=== INFORMATION SHOWN ===
[Start of section]

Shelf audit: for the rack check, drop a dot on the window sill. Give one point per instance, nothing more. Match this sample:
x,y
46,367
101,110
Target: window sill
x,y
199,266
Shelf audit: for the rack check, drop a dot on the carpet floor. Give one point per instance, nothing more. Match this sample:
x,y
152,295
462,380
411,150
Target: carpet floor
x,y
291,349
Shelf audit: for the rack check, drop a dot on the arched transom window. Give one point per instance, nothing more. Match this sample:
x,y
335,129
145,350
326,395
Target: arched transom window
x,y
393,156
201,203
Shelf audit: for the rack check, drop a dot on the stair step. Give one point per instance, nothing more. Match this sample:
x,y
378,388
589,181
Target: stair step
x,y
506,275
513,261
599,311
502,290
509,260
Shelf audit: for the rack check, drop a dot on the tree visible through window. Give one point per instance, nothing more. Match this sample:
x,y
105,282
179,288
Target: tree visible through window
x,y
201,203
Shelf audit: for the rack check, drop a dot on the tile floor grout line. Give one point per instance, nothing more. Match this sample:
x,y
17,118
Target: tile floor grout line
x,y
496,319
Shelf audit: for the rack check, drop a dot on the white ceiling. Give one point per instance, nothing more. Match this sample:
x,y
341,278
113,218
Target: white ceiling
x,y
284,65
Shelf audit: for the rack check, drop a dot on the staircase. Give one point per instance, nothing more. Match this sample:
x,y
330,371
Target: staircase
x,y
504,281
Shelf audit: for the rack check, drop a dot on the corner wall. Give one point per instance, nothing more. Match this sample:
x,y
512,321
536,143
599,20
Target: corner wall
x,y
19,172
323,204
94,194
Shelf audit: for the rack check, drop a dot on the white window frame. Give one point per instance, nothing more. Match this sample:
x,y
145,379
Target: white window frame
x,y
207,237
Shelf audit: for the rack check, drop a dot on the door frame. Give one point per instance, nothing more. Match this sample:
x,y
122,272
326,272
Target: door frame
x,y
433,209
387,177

[End of section]

Print out each record above exactly, with nothing omitted.

Shelf audit: for the rack check, drop a dot on the window sill. Give one point per instance, nothing more. Match this sample:
x,y
46,367
101,110
Target: window sill
x,y
199,266
Shelf audit: for the rack check, drop a dot on the carpet floor. Give one point per instance, nothing more. Match this sample:
x,y
152,295
462,380
411,150
Target: carpet floor
x,y
291,349
Shelf audit: for the rack check, drop a dot on the arched transom window. Give one point per instance, nothing more. Match this sample:
x,y
335,129
145,350
326,395
Target: arched transom window
x,y
393,156
201,203
Shelf audit: for the rack check, drop a dot on the stair step. Give one point per instance, nothing more. Match this sample:
x,y
378,388
589,181
Target: stair step
x,y
506,275
513,261
599,311
502,290
509,260
Shelf audit: for the rack check, drop a dot on the tree visible through window. Give one point per instance, nothing more. Match this sample:
x,y
105,282
179,288
Target: tree visible through window
x,y
201,203
Shelf audit: for the rack check, drop a dot on the tile floor grout line. Give one point per instance, nothing more. Match this sample:
x,y
17,118
Target: tile floor grout line
x,y
496,319
Shelf audit: for the rack check, drop a dot on the white ceiling. Give one point per instance, nothing more. Match this sample:
x,y
341,278
113,218
Target: white ceiling
x,y
284,65
Shelf audit: for the rack check, drop a dot on the staircase. Give one point per instance, nothing more. Match this sample:
x,y
330,371
Target: staircase
x,y
504,281
Shelf audit: for the rack check, drop a dot on the corner wall. Give one point per instance, nothing more. Match this sample:
x,y
512,321
536,143
599,20
Target: corner wall
x,y
19,172
323,204
94,194
Shelf audit: for the rack check, drop a dot on the white window frame. Give one point per instance, nothing more. Match this sample:
x,y
145,379
Target: white window frame
x,y
207,237
Shelf audit: for the rack check, drop a dot on the door frame. Give one point per instance, nothing more. Match this sample:
x,y
122,272
326,272
Target: door frame
x,y
433,209
387,177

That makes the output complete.